Instrucciones y requisitos
Copia sin ningún cambio el pasaje del fragmento de más abajo sobre los comerciantes del oriente antioqueño que va desde "Así se hicieron" hasta "acidez y aridez.".

Fragmento proporcionado
Así se hicieron ricos los Santuarianos y Marinillos
Confites, cigarros y licores son otros negocios que han liderado los comerciantes del oriente de Antioquia en Medellín y otras ciudades del país. FOTO Jaime Pérez |
En las familias de El Santuario, Marinilla y Granada nacían 18 hijos y más y todos se criaban con las migajas que sus padres les sacaban a sus “finquitas”, de una o dos cuadras, en las peores tierras de Antioquia, por efectos de acidez y aridez.
Hoy ese acto innovador, de
lograr lo máximo con lo mínimo, hace de los comerciantes santuarianos,
marinillos y granadinos el grupo más próspero del comercio popular en el
país, como lo prueban las cifras y propiedades que manejan, y lo más
sorprendente: se hicieron de la nada.
Las primeras generaciones
de negociantes, años 40 y 50, salieron de sus minifundios acosadas por
el hambre para rebuscarse el pan en las fincas cafeteras del suroeste de
Antioquia, Caldas, Risaralda y Quindío.
Les siguieron otros
parientes, en los 60 y 70, que se lanzaron a la calle como vendedores de
baratijas en capitales y pueblos, luego desde los 80 aparecieron otros,
que le dieron la vuelta al mundo para negociar en centros globales de
producción de mercancías.

Registros proporcionados
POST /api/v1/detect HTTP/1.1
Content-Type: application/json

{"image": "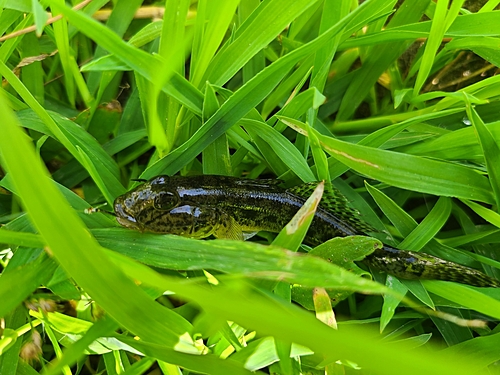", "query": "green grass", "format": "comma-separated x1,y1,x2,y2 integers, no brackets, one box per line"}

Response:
0,0,500,375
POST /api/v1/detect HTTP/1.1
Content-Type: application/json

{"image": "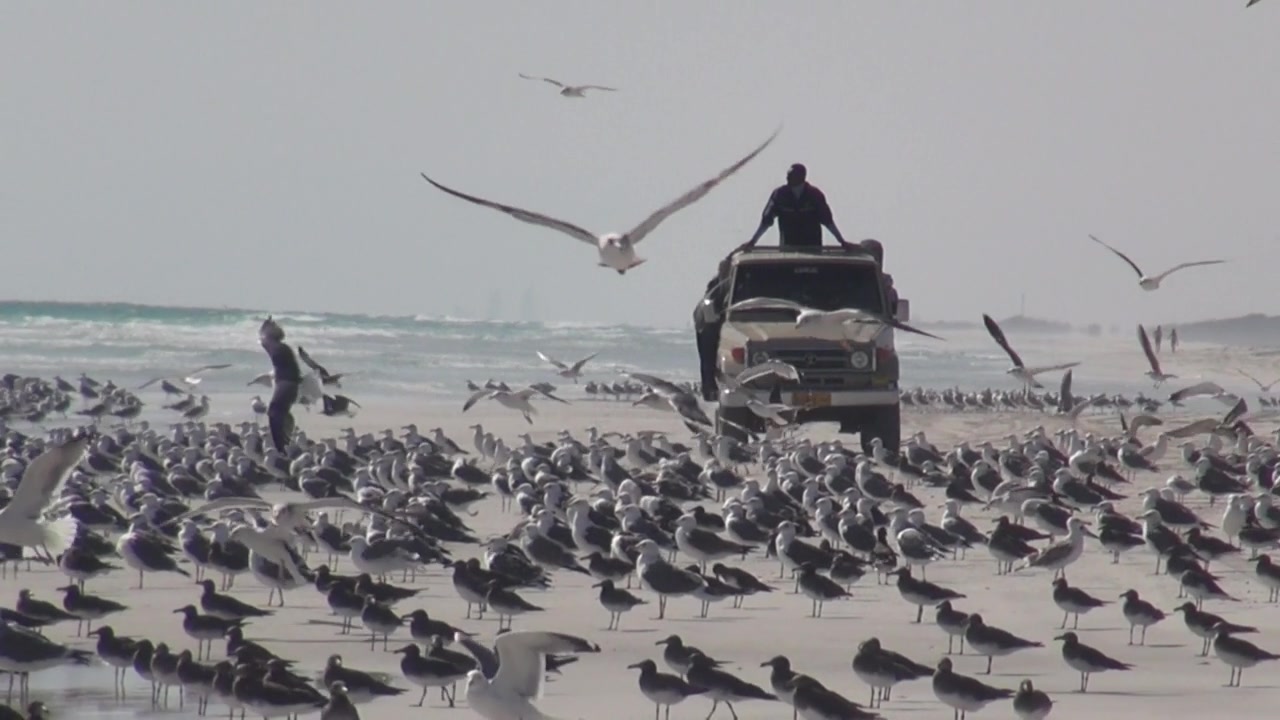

Respuesta correcta
Así se hicieron ricos los Santuarianos y Marinillos
Confites, cigarros y licores son otros negocios que han liderado los comerciantes del oriente de Antioquia en Medellín y otras ciudades del país. FOTO Jaime Pérez |
En las familias de El Santuario, Marinilla y Granada nacían 18 hijos y más y todos se criaban con las migajas que sus padres les sacaban a sus “finquitas”, de una o dos cuadras, en las peores tierras de Antioquia, por efectos de acidez y aridez.